PAGE TEXT –
▬▬▬

Apple Computer and Motorola could soon show us the mobile phone they are developing to play music purchased from Apple's iTunes online music store.
/ Source: Forbes

Apple Computer and Motorola could soon show us the mobile phone they are developing to play music purchased from Apple's iTunes online music store.

"We've said we have something coming on this in the first half of 2005 and we're definitely on schedule for that. Hopefully you'll be able to see more about it soon," says Eddy Cue, vice president in charge of applications at Apple.

If the phone is as far along as Cue suggests, then Apple Chief Executive Steve Jobs would be likely to announce it during his annual keynote speech at MacWorld Expo, scheduled for Jan. 11, 2005 in San Francisco.

In true Apple style, Cue declined to say whether Jobs will indeed address the phone at that event. "What we've talked about is a something that is valuable for the mass market," Cue says. "It has to be a phone in the middle-tier of the market, not a $500-tier phone. It has to be very seamless to use. And we're very happy with the results."

▬▬▬

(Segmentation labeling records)

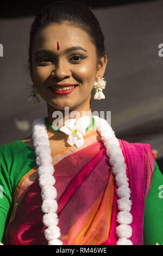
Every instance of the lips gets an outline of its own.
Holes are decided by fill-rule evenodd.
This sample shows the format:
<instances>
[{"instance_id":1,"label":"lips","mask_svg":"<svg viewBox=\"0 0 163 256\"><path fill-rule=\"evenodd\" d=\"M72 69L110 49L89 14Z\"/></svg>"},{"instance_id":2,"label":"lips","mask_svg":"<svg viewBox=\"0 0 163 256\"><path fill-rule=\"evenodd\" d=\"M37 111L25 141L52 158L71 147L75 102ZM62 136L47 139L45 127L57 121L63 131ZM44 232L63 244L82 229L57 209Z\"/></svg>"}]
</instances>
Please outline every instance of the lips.
<instances>
[{"instance_id":1,"label":"lips","mask_svg":"<svg viewBox=\"0 0 163 256\"><path fill-rule=\"evenodd\" d=\"M65 83L63 84L53 84L52 86L49 86L48 87L55 88L55 87L65 87L66 86L78 86L78 84L74 84L72 83Z\"/></svg>"},{"instance_id":2,"label":"lips","mask_svg":"<svg viewBox=\"0 0 163 256\"><path fill-rule=\"evenodd\" d=\"M66 84L67 86L70 86L70 85L68 86L67 84ZM70 89L68 90L56 90L56 89L54 90L53 87L56 88L56 86L49 86L48 88L51 90L51 91L53 93L54 93L55 94L58 94L59 95L65 95L66 94L69 94L72 93L72 92L73 92L74 90L76 89L77 86L78 86L78 84L71 84L71 85L74 86L74 88L72 89ZM66 86L64 85L64 86ZM58 87L60 87L58 86Z\"/></svg>"}]
</instances>

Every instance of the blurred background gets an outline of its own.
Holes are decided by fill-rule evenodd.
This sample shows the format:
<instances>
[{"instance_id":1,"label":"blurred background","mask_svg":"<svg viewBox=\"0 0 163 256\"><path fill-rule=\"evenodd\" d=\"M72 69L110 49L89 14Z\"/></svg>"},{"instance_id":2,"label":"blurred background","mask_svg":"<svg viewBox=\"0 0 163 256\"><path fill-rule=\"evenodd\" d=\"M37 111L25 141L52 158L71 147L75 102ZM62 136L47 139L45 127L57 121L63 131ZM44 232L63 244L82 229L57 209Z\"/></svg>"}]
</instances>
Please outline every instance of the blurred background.
<instances>
[{"instance_id":1,"label":"blurred background","mask_svg":"<svg viewBox=\"0 0 163 256\"><path fill-rule=\"evenodd\" d=\"M46 104L29 104L29 29L36 14L53 1L1 1L0 145L31 134L31 124L47 116ZM80 1L90 6L105 36L108 62L105 100L92 111L111 111L116 137L149 143L163 173L163 1Z\"/></svg>"}]
</instances>

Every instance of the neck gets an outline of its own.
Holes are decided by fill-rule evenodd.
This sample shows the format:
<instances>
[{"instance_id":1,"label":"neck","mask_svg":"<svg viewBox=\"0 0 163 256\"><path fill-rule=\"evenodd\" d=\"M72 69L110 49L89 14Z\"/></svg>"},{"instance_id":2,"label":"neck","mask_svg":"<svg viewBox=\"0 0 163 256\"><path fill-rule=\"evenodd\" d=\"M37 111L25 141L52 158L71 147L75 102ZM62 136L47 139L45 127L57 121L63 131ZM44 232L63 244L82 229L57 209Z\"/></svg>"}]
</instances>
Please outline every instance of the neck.
<instances>
[{"instance_id":1,"label":"neck","mask_svg":"<svg viewBox=\"0 0 163 256\"><path fill-rule=\"evenodd\" d=\"M80 118L83 115L88 115L90 119L90 124L92 123L92 112L90 107L88 106L83 106L83 107L80 107L78 106L73 109L70 109L68 107L64 109L60 109L55 108L51 105L47 104L47 112L48 112L48 121L50 125L53 125L56 128L60 128L61 126L65 125L65 122L71 118L74 118L76 120ZM53 114L55 117L52 117L53 113L55 112L55 115ZM54 125L54 124L55 125ZM96 129L95 125L93 125L90 129L86 131L85 135L92 132ZM51 128L48 128L48 132L49 133L55 135L55 136L64 138L67 136L65 133L63 132L58 132L53 130Z\"/></svg>"}]
</instances>

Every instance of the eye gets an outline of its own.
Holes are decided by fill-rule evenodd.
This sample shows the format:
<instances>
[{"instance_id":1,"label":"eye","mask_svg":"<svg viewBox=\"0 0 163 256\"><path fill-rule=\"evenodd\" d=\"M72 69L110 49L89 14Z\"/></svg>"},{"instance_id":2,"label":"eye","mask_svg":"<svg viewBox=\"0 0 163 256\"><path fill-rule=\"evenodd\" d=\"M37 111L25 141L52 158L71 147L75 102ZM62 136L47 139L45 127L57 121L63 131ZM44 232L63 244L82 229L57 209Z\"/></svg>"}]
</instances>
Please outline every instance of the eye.
<instances>
[{"instance_id":1,"label":"eye","mask_svg":"<svg viewBox=\"0 0 163 256\"><path fill-rule=\"evenodd\" d=\"M43 57L43 56L39 57L36 59L36 62L39 62L39 63L40 63L40 62L49 62L48 60L52 61L52 60L49 58L48 58L48 57Z\"/></svg>"},{"instance_id":2,"label":"eye","mask_svg":"<svg viewBox=\"0 0 163 256\"><path fill-rule=\"evenodd\" d=\"M77 61L81 60L81 59L85 59L86 58L87 58L87 57L83 56L83 55L82 55L82 54L74 54L71 57L70 60L72 60L72 59L73 59L73 60L72 59L72 60L77 62Z\"/></svg>"}]
</instances>

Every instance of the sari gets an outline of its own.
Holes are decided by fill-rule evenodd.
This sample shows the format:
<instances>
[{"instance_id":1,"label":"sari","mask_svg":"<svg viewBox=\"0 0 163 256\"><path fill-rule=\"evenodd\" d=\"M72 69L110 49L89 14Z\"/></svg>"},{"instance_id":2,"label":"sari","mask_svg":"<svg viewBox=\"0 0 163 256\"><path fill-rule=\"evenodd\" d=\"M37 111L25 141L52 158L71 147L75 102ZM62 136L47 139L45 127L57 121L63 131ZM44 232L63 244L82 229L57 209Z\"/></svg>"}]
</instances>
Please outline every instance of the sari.
<instances>
[{"instance_id":1,"label":"sari","mask_svg":"<svg viewBox=\"0 0 163 256\"><path fill-rule=\"evenodd\" d=\"M106 149L97 131L84 136L79 149L65 148L52 155L57 192L59 239L65 245L115 245L119 210L117 187ZM118 139L127 165L132 202L133 245L143 245L145 200L152 182L154 159L149 144ZM36 165L20 181L5 232L8 245L46 245L46 228Z\"/></svg>"}]
</instances>

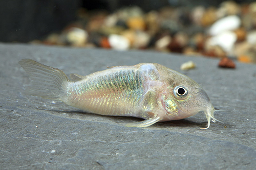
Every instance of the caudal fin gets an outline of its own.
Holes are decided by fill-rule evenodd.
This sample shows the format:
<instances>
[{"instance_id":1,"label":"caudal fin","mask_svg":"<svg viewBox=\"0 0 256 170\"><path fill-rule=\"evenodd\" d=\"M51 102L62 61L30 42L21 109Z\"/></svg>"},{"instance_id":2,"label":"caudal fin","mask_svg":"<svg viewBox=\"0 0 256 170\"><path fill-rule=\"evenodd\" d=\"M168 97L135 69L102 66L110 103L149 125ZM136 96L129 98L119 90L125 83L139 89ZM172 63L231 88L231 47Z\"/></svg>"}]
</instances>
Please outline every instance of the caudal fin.
<instances>
[{"instance_id":1,"label":"caudal fin","mask_svg":"<svg viewBox=\"0 0 256 170\"><path fill-rule=\"evenodd\" d=\"M23 59L19 63L31 80L31 86L26 90L26 94L55 100L65 94L69 80L62 71L31 59Z\"/></svg>"}]
</instances>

▬▬▬

REQUESTS –
• a. Transcribe the part of the article on the Apple and Motorola phone that opens with the words containing "If the phone" and closes with "in San Francisco.".
• b. Answer these questions from the article on the Apple and Motorola phone:
(i) What position at Apple does Eddy Cue hold?
(ii) On what date and in what city is MacWorld Expo scheduled?
(iii) What price tier did Cue say the phone should not be?
• c. Please write the next part of the article on the Apple and Motorola phone, picking up after its final sentence.
The records play no part in the work that comes next.

ANSWERS FOR THE EXERCISE –
• a.
If the phone is as far along as Cue suggests, then Apple Chief Executive Steve Jobs would be likely to announce it during his annual keynote speech at MacWorld Expo, scheduled for Jan. 11, 2005 in San Francisco.

• b.
(i) Vice president in charge of applications.
(ii) Jan. 11, 2005, in San Francisco.
(iii) A $500-tier phone.

• c.
Apple announced its intentions to bring music from its iTunes Music Store to Motorola mobile phones on July 26. Jobs appeared at Motorola's suburban Chicago headquarters by video link at an event hosted by Motorola Chairman and CEO Edward Zander. At the event, Jobs took pains to point out that the phone would not compete with Apple's popular iPod music player, but should viewed as an iPod accessory. "Wouldn't it be great if you could take a dozen of your favorite songs with you" on a cell phone, Jobs said at the time.

The companies said they plan to release a phone that will connect locally to computers running Microsoft's Windows as well as Apple's Macintosh computers using a cable or a Bluetooth wireless connection.

The direct PC connection would likely bypass wireless data networks owned by large wireless carriers such as Verizon Wireless, the joint venture of Verizon Communications and Vodafone, and Cingular Wireless, the joint venture of BellSouth and SBC Communications. Consumers wouldn't be required to pay network fees to download music.

That fact has raised concerns among some industry observers that carriers, eager to convince consumers to boost their usage of expensive data networks, might object to phones that don't need a network connection to download music. Those carriers, who are generally very picky about the phones they sell in their retail stores and what features they support, can easily veto a feature they don't like.

One recent and much criticized example is Motorola's V710 mobile phone, carried by Verizon Wireless. The carrier required Motorola to disable certain features, such as the ability to sync with a PC via Bluetooth.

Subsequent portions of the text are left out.